In the passage on scheduling jobs, what is the purpose of the JobHandle value passed as the second argument to Schedule?

::: Passage shown

But we don't have to explicitly invoke the Execute method for every iteration. The idea is that we schedule the job so it performs the loop on its own. This is done by invoking Schedule on it, with two arguments. The first is how many iterations we want, which is equal to the length of the parts array that we're processing. The second is a JobHandle struct value, which is used to enforce a sequential dependency between jobs. We'll initially use the default value for this struct—via the default keyword—which enforces no constraints.

			var job = new UpdateFractalLevelJob {
				…
			};
			job.Schedule(parts[li].Length, default);
			//for (int fpi = 0; fpi < parts[li].Length; fpi++) {
			//	job.Execute(fpi);
			//}

Schedule doesn't immediately run the job, it only schedules it for later processing. It returns a JobHandle value that can be used to track the job's progress. We can delay further execution of our code until the job is finished by invoking Complete on the handle.

::::::
::: Raw records

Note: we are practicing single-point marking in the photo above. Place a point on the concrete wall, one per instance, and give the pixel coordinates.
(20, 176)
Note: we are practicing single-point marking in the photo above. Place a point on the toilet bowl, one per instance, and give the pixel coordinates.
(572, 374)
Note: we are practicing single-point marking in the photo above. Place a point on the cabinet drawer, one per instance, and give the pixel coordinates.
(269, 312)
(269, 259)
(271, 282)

::::::

> Final result
It enforces a sequential dependency between jobs.